» **Brief**
Copy exactly the lines from the one containing "[spot] the bathroom" through the last line of the records, both included, and nothing more.

[Records from a dataset]

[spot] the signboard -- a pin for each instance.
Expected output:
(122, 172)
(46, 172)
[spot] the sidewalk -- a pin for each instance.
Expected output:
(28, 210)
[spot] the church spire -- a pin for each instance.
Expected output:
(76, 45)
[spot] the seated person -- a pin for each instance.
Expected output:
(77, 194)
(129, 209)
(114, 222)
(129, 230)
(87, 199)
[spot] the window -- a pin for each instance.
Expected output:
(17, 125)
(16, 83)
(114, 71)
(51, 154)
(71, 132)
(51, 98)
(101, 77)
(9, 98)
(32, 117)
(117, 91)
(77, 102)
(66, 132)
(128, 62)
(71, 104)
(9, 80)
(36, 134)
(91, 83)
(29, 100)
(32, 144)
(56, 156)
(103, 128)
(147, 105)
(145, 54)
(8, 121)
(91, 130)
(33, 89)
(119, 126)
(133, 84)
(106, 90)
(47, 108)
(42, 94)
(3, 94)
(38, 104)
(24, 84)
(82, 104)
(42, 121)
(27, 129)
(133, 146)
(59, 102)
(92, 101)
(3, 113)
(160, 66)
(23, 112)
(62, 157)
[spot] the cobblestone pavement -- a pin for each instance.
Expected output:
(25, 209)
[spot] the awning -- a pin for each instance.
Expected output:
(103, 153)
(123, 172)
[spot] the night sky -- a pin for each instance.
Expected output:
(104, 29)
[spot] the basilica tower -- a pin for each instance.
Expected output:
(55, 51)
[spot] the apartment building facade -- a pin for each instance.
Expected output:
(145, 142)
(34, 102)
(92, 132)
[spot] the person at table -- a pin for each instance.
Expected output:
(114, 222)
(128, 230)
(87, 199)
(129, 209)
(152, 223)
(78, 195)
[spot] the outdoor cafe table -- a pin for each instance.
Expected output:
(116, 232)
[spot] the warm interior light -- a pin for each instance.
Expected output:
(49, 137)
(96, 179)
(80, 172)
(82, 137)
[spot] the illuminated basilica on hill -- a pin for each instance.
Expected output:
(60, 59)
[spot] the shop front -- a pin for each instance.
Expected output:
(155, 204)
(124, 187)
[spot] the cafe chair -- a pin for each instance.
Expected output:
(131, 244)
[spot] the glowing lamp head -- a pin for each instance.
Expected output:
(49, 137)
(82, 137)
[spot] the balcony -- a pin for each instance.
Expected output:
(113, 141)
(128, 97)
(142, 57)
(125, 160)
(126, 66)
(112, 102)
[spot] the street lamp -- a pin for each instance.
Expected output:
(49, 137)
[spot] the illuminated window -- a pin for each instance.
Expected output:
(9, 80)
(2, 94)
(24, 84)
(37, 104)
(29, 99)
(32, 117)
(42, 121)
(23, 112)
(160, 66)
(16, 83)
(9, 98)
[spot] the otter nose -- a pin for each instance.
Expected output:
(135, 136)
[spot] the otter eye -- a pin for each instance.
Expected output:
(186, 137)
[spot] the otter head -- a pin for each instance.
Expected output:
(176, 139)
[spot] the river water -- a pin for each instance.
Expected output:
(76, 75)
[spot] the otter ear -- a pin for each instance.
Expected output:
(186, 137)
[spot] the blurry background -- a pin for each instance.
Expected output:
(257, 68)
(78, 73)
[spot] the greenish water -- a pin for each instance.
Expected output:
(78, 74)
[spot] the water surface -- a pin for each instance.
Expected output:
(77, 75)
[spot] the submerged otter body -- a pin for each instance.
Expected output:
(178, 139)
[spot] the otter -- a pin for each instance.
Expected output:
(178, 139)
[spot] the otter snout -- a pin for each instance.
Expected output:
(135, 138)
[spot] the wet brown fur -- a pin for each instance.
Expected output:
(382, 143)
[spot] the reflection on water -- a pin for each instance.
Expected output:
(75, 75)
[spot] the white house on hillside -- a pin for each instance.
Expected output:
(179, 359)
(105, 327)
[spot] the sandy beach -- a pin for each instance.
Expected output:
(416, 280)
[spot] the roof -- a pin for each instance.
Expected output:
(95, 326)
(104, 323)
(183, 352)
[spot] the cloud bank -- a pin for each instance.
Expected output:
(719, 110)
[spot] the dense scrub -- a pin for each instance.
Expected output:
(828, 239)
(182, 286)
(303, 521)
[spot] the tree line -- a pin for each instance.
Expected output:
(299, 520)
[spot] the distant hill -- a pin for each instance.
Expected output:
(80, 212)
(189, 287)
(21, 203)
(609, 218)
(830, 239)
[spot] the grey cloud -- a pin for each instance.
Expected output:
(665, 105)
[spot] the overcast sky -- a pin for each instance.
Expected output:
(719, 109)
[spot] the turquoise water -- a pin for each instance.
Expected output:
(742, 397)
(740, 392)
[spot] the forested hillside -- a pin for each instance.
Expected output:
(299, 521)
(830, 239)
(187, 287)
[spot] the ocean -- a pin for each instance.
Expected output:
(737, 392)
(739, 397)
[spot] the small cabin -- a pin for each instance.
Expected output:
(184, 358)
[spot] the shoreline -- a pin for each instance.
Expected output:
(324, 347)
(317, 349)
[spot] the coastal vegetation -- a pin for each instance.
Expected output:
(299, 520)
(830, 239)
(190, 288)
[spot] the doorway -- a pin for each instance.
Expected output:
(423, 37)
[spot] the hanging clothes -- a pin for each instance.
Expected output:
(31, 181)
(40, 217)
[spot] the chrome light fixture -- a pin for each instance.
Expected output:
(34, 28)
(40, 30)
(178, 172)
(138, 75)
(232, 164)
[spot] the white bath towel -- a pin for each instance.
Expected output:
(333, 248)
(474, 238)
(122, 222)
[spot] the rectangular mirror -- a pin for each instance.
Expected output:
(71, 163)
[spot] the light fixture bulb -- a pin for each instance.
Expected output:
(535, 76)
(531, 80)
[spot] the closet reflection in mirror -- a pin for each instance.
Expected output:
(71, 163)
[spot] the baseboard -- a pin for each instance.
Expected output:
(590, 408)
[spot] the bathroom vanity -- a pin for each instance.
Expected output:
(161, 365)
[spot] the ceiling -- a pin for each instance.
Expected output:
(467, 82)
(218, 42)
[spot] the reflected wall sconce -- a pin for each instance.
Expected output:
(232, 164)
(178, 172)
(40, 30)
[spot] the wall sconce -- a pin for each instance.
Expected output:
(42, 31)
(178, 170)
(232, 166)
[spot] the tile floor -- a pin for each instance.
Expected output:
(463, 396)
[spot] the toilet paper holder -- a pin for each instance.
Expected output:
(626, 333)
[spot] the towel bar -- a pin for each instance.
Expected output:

» **Written reply**
[spot] the bathroom vanity -- a pin for each instance.
Expected output:
(161, 365)
[spot] the ceiling -- a pin for each instance.
Expected output:
(467, 82)
(218, 42)
[spot] the reflected wall sconce -- a pin for each instance.
Expected output:
(232, 164)
(178, 172)
(40, 30)
[spot] the wall sconce -- a pin for each instance.
Expected output:
(42, 31)
(178, 170)
(232, 166)
[spot] the tile floor -- a pin for each instance.
Expected output:
(463, 396)
[spot] the toilet paper holder -- a pin for each instance.
Expected output:
(626, 333)
[spot] the towel bar -- a pin for each instance.
Expected output:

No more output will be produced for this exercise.